__Short task 1__
List every date-and-time stamp that appears in the forum thread about coping with a breakup below.
__Short task 2__
Proceed with the forum thread about coping with a breakup, adding what comes after its final post.

-- BEGIN Article --

I do try to say to myself that i will be a long time dead and that i need to make the most of my life while i am here, but it is hard but i am sure it will get easier as time goes by, you have to focus on yourself and DD as you are the most important things and you can only influence what you do and not what your ex does,

sanchpanch · 27/08/2005 11:03

just read new issue of HELLO, in there is article on andrea, the weather girl from GMTV, who split up with dh, they were together for 19 years, from the time they were 17!! she said she spent the first 6 months crying, but has given herself little targets, she says she still feels empty inside but is getting better,
I have always thought she was stunning, but as we see it can happen to any one of us, i found it quite inspiring to read, maybe you will to..

nancysgirl · 27/08/2005 11:14

Thanks Sanchpanch, will have a read-19 years, poor thing.

X2b just turned up to take dd to his and she cried and cried. "I want to stay with Mummy" God, I had such a job not to ball myself. Sent her off but feel SO guilty and SO angry at him for putting her through this. Couldn't even look at him. Only consolation was he has put on a huge amount of weight and looked bloody awful! I, on the other hand, am svelte like!! Well....comparatively!

OP posts:
sanchpanch · 27/08/2005 11:32

oh you poor thing that must have been hard, does she stay overnight with him, my 2 year old always says mummy come, when he takes her. and it breaks my heart because we should all be going out together, i take comfort from the fact that i dont think he will ever be happy in himself knowing he has left a family and for the hurt he has seen me go through,

have you anything nice planned for your time on your own?

-- END Article --
-- BEGIN Recorded data --

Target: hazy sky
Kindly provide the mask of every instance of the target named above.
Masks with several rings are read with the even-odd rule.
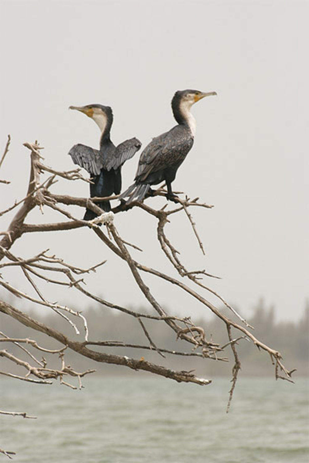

-- END Recorded data --

__Task response 1__
27/08/2005 11:03
27/08/2005 11:14
27/08/2005 11:32

__Task response 2__
sanchpanch · 27/08/2005 11:33

there is a website, called soyouvebeendumped.com that has some great stories on and you will see that it does get easier from all the cases on there,

nancysgirl · 27/08/2005 13:40

There is something in that isn't there? Knowing that x2b can't be happy with himself after what he has done. I will try to hang on to that. DD asked him if I could come to stay at his house too and as he didn't reply I said something along the lines of "Daddy doesn't want Mummy to come and I'm not sure *** (new partner ) does either" which was not too clever but I couldn't help myself. I just didn't want dd to think I didn't want to be with her. I want her to realise that it is him not me that has done this. Selfish aren't I? But why shouldn't he take the responsibility for it? he does precious little else. I must make sure I don't upset dd but like you, I was thinking that it should be all of us going out and he has made it this way so he can bloody well own up to it.

Anyway, yes, I am off to see a new house and then to a hen night so am looking forward to that!